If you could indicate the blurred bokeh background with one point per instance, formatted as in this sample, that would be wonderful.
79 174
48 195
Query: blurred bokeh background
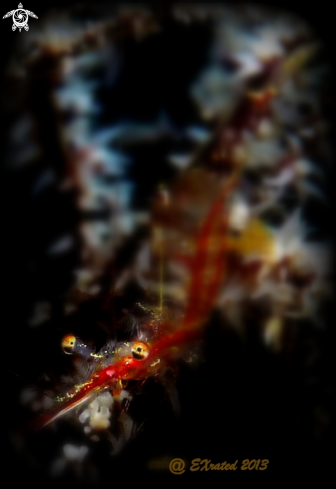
109 108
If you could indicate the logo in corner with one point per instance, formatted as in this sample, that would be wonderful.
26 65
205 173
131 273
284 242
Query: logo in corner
20 18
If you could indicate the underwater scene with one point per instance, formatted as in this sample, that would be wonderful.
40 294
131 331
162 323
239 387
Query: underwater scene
168 254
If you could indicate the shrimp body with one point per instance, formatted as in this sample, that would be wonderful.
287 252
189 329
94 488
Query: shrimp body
206 270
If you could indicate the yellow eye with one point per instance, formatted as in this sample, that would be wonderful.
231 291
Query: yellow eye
68 343
140 350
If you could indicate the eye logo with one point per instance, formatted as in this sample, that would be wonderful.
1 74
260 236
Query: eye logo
20 18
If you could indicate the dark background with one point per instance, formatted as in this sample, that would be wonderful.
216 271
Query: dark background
243 402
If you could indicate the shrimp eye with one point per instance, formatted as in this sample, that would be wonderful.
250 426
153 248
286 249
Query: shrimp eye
140 350
68 343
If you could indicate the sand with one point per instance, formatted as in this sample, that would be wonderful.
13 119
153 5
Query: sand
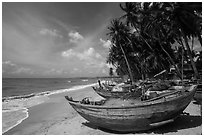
57 117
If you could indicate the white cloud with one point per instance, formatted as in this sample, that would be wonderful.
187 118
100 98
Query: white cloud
75 36
88 54
105 44
9 63
55 71
50 32
12 68
23 70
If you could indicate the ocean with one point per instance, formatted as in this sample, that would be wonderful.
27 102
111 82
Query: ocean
19 94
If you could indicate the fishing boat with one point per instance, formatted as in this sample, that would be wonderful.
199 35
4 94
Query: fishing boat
116 91
141 115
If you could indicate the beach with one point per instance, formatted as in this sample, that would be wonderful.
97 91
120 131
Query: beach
56 117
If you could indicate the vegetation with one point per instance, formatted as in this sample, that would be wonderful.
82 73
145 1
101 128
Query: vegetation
143 38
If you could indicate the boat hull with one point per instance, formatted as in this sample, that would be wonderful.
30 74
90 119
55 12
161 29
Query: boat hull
136 117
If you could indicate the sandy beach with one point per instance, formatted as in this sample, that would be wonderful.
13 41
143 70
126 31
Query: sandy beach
57 117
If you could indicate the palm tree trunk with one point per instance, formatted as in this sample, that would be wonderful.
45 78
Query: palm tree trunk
172 62
190 56
130 73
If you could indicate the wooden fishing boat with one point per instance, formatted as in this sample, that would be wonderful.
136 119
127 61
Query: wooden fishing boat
198 95
142 115
107 93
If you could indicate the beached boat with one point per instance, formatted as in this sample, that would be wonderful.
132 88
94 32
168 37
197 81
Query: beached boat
198 95
142 115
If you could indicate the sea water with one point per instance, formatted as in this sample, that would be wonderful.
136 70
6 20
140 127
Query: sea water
19 94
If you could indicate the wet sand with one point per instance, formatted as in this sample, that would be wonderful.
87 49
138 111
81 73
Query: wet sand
57 117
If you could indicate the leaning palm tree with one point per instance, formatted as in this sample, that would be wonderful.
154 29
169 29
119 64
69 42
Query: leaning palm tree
180 21
139 17
119 35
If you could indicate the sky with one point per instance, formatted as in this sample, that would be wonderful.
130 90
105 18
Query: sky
56 40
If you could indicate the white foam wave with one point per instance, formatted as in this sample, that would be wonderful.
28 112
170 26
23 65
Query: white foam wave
5 129
17 103
84 80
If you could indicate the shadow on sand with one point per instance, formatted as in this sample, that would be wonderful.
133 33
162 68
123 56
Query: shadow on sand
182 122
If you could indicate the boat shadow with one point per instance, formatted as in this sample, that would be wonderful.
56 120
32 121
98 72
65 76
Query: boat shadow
182 122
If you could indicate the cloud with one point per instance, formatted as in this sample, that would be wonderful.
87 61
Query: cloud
105 44
75 36
9 63
12 68
23 70
87 55
50 32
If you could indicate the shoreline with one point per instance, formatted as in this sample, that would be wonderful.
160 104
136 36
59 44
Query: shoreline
39 98
57 117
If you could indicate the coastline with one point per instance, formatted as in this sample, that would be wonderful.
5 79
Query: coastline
57 117
16 109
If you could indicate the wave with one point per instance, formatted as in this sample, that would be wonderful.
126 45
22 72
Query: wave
84 80
46 93
15 109
6 128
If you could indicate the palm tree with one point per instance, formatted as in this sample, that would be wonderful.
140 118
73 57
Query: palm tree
140 17
185 19
119 35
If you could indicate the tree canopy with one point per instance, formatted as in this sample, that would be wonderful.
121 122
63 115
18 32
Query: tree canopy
143 36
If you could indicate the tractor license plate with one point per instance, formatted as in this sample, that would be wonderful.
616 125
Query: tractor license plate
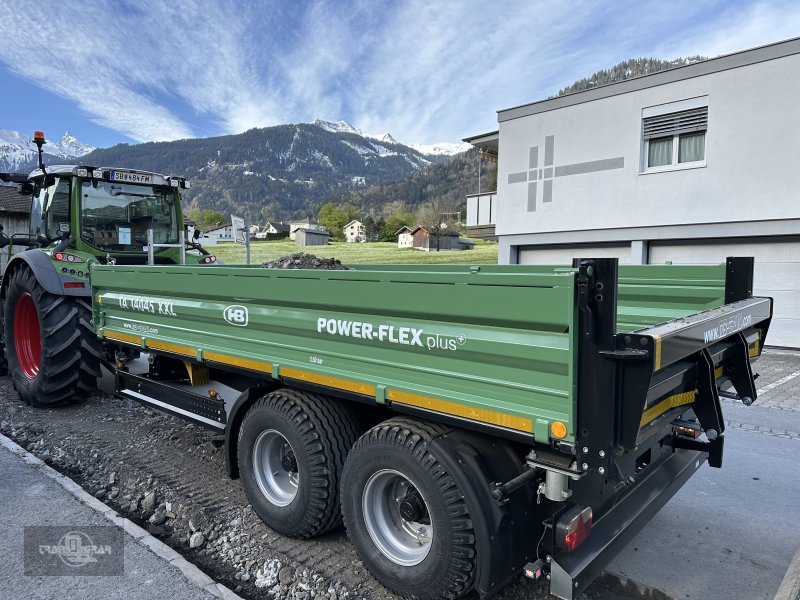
130 177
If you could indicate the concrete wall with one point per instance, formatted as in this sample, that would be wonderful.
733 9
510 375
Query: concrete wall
750 172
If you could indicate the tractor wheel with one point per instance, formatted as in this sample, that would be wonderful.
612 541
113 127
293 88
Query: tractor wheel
53 355
292 448
405 514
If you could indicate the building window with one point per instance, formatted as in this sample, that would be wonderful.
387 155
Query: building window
675 139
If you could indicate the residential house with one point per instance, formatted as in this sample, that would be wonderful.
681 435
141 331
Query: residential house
308 224
311 237
689 165
215 235
355 231
15 210
427 239
405 237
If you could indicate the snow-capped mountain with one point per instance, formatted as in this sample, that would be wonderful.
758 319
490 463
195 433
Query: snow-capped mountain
440 149
18 152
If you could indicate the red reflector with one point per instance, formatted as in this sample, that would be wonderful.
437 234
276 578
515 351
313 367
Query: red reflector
574 527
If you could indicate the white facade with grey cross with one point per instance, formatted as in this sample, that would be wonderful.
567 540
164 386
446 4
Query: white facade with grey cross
689 165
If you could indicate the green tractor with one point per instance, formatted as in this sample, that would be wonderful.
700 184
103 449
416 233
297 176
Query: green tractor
79 215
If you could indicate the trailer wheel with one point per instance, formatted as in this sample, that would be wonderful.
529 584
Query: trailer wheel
405 514
53 355
292 447
3 359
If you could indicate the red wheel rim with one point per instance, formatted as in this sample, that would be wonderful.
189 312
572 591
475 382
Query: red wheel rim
27 338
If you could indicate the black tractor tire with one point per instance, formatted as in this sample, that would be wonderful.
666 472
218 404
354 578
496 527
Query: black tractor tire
399 448
302 439
52 351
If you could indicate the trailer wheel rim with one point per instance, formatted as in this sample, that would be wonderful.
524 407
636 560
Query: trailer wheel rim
27 336
275 468
403 541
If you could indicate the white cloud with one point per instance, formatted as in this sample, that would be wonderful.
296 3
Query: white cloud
425 71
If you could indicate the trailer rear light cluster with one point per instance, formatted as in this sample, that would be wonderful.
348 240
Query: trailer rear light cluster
573 527
67 257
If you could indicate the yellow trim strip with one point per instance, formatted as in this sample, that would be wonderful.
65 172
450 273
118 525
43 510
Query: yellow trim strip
123 337
366 389
244 363
669 402
657 340
460 410
174 348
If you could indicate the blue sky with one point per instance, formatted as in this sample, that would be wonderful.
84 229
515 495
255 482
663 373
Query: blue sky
426 71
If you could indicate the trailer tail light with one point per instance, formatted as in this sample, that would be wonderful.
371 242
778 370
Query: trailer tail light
67 257
573 527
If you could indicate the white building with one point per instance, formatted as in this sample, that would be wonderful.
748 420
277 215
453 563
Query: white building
355 231
405 237
689 165
223 233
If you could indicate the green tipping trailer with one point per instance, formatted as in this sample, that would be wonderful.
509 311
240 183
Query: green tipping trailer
469 422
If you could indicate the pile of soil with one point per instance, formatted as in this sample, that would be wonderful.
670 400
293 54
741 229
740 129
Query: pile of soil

(PROBLEM TO WORK ON): Check each line above for the string "soil" and copy every line that has it.

(RESPONSE AREA):
If you could indicate the pile of soil with one point per instance, formatted as in this sample, that would be wonderful.
Query: pile of soil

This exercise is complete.